(Named object pointing listing)
-- -- --

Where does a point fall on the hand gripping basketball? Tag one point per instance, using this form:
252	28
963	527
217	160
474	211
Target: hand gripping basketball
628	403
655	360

-- -- --

**What the task requires:**
Copy out the listing above line for line, with no changes.

**Task result:**
Where does a point fall on the hand gripping basketball? Tag one point per instance, using this form:
252	28
963	527
217	160
474	211
Target: hand gripping basketball
628	403
655	360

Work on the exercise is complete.